■ PROBLEMS TO SOLVE
**A.** According to the post, who drove up from Atlanta to join the trip to Nashville?
**B.** Quote the post from "a thing recollected;" to "soundtrack to life.".

=== SUPPLIED PASSAGE ===

I do not claim to be a poet, but I like to dabble. A while back I took a challenge to write a poem about the street where I grew up. Here it is:

ON QUINCY STREET

On Quincy Street south of seventy-first
A portal stood seen just by boys and girls
The lack of dreams by which adults are cursed
Vice versa saved the wonder of this world.
Quincy to kids as an oyster to pearl
A treasure trove and innocent eyes to see
Princess, Prince or King; not a one a churl
Creating as those who are completely free.
In the venues diverse like the old oak trees
The rock path that leads to the river’s edge
Where grade and pace caused many a skinned knee
But some shed blood strengthens the secret pledge.
The sign at the head of Quincy reads, “Dead End”
It should have said, “Path that adventure tends.”

Recollections

rec·ol·lec·tion |ˌrekəˈlekSH(ə)n| noun

the action or faculty of remembering something.
“to the best of my recollection no one ever had a bad word to say about him”
a thing recollected; a memory.

As I write, I’m listening to a song called “Recollections” by Miles Davis and band. It’s 19 minutes of free jazz and one of my favorites. I tend to be mindful of having a soundtrack to life.

This week I roadtripped to Nashville. I prepared for the trip emotionally and spiritually by listening several times to Loretta Lynn’s new record, “Full Circle”. The trip represented a sort of full circle for me. I was visiting Floyd and Ann Craig at their beautiful home in Nashville, AKA, The No-Agenda Retreat Center. Riding shotgun was my dear friend and mentor Doug Manning. Driving up from Atlanta to join us was my “brother” Gene Chapman.

For me this was a re-collection of people who have been there in some of the most pivotal times of my life. We spent hours recollecting and remembering the past better than it was. (As we’re apt to do.)

Back in the early 70s I was going through a crisis of faith and calling. Floyd was my go-to guy during this and he introduced me to Doug. If you’re interested in more of that story, I’ve told a bit of it in a post last year about this time. Gene and I met a few years later as I was seeking to live out my calling on the other side of the crisis. I've always felt I could be completely real with Gene.

Hopefully you get a sense of how important these guys are to me, as are the recollections that have rushed in through being with them again.

photo by Krystal Brauchi

photo by Krystal Brauchi

I also hope that in the midst of the bunnies and eggs and chocolate and ham this weekend, you will re-collect your friends and families and that there will be good times of story-telling and recollecting.

Most of all I hope for a time of anamnesis for all of us.

=== EXCERPTED DATA ===

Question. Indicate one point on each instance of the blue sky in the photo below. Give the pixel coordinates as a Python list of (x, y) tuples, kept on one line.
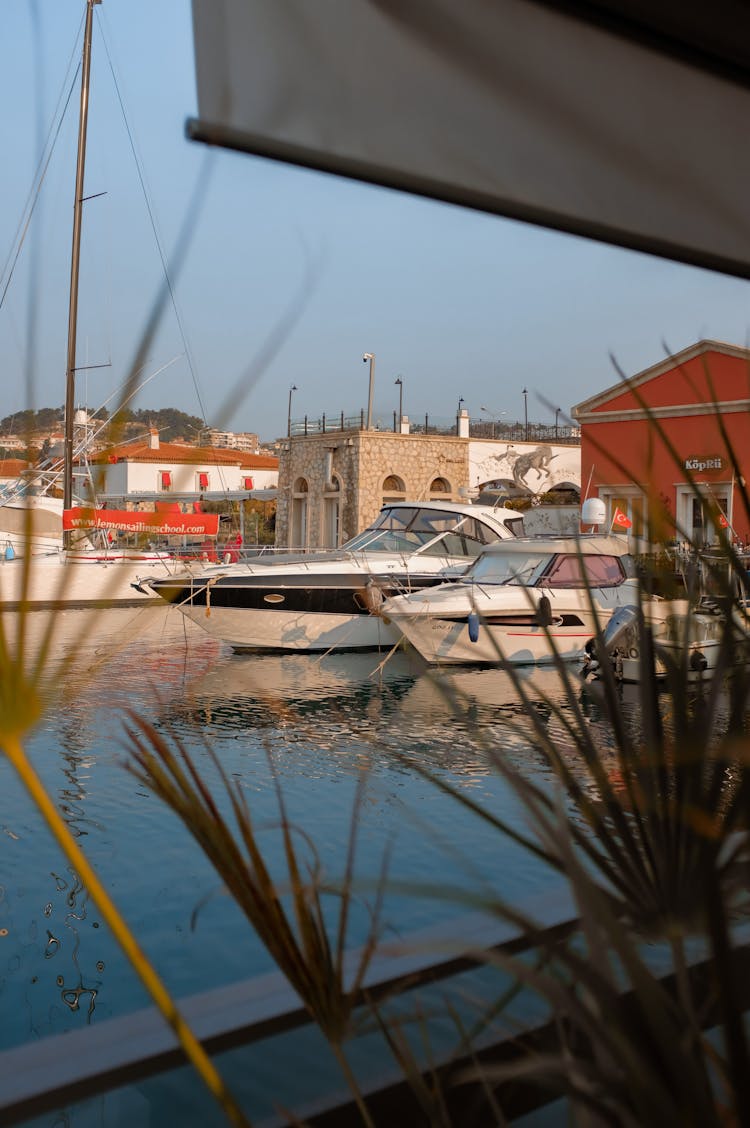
[(456, 302)]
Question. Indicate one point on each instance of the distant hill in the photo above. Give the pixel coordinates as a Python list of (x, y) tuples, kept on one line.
[(169, 422)]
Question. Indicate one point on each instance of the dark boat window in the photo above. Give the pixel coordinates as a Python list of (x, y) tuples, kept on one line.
[(566, 571)]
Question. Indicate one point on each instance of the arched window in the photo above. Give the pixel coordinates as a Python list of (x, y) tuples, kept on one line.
[(332, 529), (394, 488), (298, 527)]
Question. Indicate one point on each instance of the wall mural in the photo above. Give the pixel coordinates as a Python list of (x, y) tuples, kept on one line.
[(532, 468)]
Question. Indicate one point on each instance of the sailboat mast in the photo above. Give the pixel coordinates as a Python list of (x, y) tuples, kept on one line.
[(75, 258)]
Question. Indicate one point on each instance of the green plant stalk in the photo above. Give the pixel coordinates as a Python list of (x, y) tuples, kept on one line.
[(194, 1051)]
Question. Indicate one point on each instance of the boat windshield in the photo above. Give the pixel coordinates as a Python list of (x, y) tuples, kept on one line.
[(509, 567), (440, 532)]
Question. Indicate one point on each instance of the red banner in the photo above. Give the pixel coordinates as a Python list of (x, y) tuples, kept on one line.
[(205, 525)]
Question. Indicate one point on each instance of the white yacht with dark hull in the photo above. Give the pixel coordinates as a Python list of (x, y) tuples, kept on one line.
[(522, 601), (324, 600)]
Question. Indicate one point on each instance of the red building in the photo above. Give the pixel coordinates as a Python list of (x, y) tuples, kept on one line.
[(658, 444)]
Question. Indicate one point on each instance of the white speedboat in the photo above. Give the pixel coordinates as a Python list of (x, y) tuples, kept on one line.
[(324, 600), (521, 601), (681, 632)]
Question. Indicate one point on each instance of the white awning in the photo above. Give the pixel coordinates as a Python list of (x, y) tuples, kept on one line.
[(510, 106)]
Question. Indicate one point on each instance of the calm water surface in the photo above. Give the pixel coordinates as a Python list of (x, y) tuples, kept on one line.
[(319, 721)]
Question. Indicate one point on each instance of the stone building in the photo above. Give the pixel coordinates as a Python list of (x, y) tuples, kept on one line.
[(332, 485)]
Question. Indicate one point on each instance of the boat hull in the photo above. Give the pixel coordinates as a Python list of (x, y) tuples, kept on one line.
[(293, 613), (292, 631), (448, 642)]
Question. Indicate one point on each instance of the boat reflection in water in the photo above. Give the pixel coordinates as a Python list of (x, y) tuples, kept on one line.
[(368, 711)]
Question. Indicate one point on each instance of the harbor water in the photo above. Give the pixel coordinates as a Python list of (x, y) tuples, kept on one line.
[(323, 726)]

===

■ TASK-BY-TASK SOLUTIONS
**A.** Gene Chapman

**B.**
a thing recollected; a memory.

As I write, I’m listening to a song called “Recollections” by Miles Davis and band. It’s 19 minutes of free jazz and one of my favorites. I tend to be mindful of having a soundtrack to life.